[Point localization data]

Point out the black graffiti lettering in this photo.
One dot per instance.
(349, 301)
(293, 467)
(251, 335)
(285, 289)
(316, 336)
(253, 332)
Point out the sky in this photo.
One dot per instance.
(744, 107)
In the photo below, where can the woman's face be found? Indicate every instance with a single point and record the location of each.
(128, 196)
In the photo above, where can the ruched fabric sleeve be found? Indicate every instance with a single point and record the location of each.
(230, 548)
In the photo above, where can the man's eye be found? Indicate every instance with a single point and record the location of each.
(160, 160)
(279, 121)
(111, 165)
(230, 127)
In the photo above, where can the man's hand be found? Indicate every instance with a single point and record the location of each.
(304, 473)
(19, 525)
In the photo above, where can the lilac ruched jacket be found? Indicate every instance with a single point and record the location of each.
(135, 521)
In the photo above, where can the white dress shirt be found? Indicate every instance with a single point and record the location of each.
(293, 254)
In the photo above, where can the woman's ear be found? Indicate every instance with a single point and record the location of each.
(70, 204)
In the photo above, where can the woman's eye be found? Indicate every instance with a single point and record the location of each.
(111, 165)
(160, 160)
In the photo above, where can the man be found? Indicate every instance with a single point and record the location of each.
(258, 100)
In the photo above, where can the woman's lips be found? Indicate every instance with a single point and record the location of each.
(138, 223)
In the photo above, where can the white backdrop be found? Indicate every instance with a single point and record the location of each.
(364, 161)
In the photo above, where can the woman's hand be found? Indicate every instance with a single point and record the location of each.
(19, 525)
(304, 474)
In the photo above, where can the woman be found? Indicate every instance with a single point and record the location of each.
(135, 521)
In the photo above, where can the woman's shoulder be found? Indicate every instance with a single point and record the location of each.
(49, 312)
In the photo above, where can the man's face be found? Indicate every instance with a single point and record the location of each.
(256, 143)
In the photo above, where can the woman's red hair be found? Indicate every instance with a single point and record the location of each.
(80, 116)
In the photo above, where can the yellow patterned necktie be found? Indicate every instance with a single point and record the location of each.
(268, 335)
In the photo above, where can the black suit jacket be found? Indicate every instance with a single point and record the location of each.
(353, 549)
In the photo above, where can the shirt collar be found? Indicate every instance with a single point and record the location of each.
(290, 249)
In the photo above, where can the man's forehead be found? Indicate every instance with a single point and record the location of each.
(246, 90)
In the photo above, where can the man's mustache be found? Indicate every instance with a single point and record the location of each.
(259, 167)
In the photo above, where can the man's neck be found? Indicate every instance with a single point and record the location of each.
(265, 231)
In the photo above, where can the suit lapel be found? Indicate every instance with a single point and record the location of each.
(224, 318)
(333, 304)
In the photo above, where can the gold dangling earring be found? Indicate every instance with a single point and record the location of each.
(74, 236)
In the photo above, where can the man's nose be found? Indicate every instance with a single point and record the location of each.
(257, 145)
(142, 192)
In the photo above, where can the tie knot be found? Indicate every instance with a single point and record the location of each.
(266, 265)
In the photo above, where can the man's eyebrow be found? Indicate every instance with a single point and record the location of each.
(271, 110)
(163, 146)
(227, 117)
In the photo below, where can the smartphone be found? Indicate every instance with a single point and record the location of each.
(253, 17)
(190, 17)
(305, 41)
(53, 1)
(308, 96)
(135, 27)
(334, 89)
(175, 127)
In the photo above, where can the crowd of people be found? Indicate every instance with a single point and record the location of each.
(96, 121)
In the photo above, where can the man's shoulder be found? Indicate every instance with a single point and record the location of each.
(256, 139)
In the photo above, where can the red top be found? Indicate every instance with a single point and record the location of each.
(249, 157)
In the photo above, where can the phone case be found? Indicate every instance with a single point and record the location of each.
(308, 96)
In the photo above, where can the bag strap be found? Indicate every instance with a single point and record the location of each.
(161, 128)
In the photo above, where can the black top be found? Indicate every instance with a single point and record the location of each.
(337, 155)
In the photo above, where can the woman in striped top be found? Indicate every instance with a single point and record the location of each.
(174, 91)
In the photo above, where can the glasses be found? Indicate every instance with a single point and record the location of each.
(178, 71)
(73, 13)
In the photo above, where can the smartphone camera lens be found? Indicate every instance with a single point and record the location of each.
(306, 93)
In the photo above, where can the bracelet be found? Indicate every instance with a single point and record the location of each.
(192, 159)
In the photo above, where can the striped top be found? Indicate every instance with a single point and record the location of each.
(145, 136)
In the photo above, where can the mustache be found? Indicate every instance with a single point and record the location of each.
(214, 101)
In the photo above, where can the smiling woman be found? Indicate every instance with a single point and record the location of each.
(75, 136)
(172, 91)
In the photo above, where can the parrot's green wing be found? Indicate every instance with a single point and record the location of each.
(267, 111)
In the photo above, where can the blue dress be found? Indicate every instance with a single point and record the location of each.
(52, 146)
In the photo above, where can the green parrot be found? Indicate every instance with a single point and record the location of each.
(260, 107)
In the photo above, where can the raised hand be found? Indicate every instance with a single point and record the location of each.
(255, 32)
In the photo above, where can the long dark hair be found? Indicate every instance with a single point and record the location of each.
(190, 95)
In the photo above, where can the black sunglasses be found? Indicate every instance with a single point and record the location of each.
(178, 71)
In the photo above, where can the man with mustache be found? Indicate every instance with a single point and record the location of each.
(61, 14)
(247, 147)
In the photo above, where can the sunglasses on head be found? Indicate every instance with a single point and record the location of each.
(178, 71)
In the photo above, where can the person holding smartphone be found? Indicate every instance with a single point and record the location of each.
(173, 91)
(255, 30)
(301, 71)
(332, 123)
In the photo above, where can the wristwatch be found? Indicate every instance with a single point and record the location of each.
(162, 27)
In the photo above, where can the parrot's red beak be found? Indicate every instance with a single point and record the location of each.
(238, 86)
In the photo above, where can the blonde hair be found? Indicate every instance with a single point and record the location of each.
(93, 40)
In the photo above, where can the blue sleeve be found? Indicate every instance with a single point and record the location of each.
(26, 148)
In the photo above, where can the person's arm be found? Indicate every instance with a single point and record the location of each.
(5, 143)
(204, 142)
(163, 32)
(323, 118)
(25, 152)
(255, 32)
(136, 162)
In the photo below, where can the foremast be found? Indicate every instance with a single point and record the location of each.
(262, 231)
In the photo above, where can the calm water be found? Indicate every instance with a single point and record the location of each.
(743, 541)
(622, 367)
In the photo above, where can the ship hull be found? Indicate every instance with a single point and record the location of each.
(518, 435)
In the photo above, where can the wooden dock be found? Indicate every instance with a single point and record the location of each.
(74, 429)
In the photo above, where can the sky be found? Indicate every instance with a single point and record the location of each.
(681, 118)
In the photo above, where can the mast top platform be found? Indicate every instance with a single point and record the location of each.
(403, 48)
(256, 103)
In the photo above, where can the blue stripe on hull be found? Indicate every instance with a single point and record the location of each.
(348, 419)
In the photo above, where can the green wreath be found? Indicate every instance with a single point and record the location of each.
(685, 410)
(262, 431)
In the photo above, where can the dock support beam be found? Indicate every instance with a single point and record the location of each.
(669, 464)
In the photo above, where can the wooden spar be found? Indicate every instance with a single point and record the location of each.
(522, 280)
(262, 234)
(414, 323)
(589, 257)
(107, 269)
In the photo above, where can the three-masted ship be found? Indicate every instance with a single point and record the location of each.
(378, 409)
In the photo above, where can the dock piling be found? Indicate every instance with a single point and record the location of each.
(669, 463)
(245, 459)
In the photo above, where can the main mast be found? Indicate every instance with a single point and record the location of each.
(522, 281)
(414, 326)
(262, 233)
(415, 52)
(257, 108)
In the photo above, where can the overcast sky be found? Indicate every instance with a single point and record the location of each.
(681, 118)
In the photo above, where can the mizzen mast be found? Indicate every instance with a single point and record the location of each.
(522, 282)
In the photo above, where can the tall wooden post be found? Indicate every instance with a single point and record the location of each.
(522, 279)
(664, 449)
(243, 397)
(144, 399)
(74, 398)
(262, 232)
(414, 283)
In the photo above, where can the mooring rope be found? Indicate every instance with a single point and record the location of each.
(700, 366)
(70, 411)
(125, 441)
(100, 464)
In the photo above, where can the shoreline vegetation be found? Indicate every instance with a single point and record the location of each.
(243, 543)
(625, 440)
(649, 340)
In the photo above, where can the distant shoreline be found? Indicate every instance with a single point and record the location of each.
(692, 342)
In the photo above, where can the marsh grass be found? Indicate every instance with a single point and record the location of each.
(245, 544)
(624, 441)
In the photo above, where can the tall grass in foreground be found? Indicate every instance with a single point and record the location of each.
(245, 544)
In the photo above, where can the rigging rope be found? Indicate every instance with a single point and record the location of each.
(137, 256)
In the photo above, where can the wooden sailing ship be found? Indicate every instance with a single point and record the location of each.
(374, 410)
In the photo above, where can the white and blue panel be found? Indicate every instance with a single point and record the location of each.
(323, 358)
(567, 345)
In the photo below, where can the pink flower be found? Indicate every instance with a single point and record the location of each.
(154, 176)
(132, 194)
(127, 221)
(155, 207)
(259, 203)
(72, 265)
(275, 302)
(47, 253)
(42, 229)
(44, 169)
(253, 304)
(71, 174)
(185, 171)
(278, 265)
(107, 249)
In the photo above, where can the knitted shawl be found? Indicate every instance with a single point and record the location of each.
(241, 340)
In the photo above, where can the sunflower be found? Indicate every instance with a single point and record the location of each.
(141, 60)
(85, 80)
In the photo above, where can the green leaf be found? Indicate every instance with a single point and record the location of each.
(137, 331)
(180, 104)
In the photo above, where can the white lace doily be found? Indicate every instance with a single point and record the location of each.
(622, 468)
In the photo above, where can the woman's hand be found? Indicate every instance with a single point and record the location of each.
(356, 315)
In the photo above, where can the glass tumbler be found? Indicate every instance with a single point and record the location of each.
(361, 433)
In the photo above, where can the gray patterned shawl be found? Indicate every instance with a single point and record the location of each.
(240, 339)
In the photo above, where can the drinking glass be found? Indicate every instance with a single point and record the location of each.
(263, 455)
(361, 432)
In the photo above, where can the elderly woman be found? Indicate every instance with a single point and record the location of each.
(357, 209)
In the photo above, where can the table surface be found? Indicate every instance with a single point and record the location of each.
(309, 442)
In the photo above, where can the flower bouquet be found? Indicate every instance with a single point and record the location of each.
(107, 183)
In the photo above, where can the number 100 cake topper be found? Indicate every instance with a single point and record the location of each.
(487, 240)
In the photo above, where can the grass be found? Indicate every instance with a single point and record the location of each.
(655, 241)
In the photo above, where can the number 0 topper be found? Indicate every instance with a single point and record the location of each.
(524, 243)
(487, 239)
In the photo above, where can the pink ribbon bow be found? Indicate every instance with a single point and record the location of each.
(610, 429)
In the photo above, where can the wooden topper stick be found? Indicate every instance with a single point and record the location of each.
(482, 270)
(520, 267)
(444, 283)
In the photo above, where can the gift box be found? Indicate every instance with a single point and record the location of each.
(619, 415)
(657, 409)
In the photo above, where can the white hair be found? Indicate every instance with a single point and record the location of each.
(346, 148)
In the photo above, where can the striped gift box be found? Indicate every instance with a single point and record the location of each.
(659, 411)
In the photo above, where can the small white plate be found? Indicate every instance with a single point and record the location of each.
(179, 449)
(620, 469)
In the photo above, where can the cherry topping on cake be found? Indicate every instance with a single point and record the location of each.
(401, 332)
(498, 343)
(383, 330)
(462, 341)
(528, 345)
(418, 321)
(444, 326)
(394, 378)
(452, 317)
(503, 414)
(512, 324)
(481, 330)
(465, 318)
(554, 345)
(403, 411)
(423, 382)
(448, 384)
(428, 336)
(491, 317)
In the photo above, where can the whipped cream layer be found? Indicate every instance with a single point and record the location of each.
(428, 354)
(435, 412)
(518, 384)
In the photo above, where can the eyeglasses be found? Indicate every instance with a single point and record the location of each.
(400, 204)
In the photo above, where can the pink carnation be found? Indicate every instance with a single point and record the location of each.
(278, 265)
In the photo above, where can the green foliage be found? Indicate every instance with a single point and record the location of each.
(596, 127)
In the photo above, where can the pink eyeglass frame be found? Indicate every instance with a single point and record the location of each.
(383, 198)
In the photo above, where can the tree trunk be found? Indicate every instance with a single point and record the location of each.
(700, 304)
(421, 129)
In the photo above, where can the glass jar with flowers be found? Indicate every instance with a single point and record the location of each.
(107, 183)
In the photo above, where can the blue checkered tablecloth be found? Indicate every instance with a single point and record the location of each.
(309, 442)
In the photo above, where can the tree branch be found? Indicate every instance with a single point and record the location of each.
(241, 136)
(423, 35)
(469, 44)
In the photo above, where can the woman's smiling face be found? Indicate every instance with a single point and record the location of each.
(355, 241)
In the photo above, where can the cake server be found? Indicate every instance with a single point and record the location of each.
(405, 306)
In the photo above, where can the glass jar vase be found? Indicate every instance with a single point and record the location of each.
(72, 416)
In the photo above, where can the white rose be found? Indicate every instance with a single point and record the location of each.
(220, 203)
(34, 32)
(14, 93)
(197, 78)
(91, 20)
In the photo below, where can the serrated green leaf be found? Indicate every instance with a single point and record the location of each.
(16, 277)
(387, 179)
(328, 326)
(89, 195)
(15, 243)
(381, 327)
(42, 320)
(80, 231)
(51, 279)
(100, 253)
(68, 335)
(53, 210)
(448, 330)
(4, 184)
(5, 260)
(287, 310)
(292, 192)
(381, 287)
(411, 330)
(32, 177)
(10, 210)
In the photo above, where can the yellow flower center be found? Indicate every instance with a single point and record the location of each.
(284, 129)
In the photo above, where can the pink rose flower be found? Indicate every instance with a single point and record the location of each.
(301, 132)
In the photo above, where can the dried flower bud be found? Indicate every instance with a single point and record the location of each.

Your goal:
In the records above, some lines hold the word "this"; copy each such line.

Reply to the task:
Point out the black graffiti lettering in this photo.
Point out the sky in this photo.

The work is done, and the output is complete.